» **What needs to be done**: Reproduce the records below in full and word for word, excluding pictures.

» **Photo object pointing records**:
+ + + + +
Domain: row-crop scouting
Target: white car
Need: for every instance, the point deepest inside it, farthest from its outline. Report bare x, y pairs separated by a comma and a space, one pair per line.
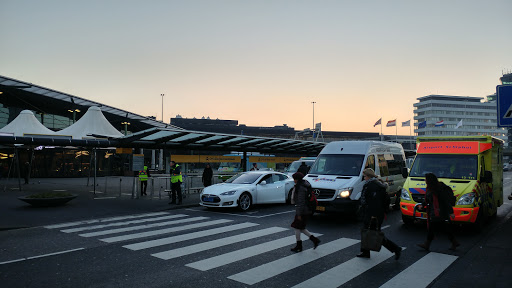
248, 188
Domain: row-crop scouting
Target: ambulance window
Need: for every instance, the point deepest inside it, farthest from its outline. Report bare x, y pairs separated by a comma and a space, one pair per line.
383, 166
370, 162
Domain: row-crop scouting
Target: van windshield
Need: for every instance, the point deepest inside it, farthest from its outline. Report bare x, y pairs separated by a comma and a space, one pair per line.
338, 164
446, 166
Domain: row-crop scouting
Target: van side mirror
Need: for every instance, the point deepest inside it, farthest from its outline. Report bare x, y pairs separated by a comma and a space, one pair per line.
487, 177
405, 172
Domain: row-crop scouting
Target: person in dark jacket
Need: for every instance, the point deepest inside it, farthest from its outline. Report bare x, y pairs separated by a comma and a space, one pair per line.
303, 168
375, 202
302, 213
207, 176
439, 212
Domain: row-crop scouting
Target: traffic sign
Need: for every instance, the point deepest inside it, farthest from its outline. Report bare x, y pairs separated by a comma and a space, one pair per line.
504, 98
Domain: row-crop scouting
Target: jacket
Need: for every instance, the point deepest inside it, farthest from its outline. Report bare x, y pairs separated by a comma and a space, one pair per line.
299, 197
374, 201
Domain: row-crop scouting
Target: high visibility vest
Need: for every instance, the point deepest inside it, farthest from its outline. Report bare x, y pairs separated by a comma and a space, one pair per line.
143, 174
176, 178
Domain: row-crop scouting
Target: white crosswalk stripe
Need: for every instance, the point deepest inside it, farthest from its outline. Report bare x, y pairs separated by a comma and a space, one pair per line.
234, 256
269, 270
182, 251
163, 231
140, 227
423, 271
58, 226
115, 224
190, 236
+ + + + +
» **Output below**:
Domain: row-crop scouting
Target: white car
Need: for every instance, the point deepest inside it, farthest from its outline. Report bare x, y pairs separated by a comma and a space, one pair per line.
248, 188
Domain: row-crop scouting
Target: ambulance window
Need: for every instance, the point deepest inside it, farthest from its outline. Report bare x, y pairs separated by a comma and a space, one pair per line.
383, 166
370, 162
Domain: row-crop scouting
Target: van windshield
Need: for every instance, the point deepest inside it, farthest from its outline. Report bare x, y pairs separated by a comma and a space, one pair per line.
338, 164
446, 166
Domain: row-crop scouting
Target: van side mirror
Need: for every instance, the point deepest inside it, farthest from its outline. Report bare x, y pairs separated by a comma and a space, one pair per line.
487, 177
405, 172
Domain: row-crop scouting
Target: person in dark jacket
Need: for every instance, the point deepest inside it, farthest from its outline. Report bare x, y pairs separated by a comma and a space, one pair per line.
303, 168
375, 202
302, 213
207, 176
439, 212
Domain: row-crop scouting
Target: traffic sign
Need: for every instance, the point deepest inside it, farthest from its outline. Report bare x, y pairs separated by a comma and a space, one pair per line.
504, 98
Domain: row-crop scouting
Target: jacket
Need: for every instance, the point deepest inside it, farthest from its outline. Report bare x, y pairs separated by a comma and a space, one pair per line.
299, 197
374, 201
Domain: row-crop scouting
Target: high visibility vest
Need: for every instance, the point deepest inside it, farthest from its outline. Report bare x, y pairs separated by a comma and a space, one pair per line.
143, 174
176, 178
Domain: row-crop scouting
Target: white crosswalk stripe
Need: for every instance, the point deepest inside it, farthest from its outline. Report bare x, y pairs separated by a comma and a space, one pair per line.
234, 256
269, 270
182, 251
163, 231
140, 227
423, 271
58, 226
115, 224
190, 236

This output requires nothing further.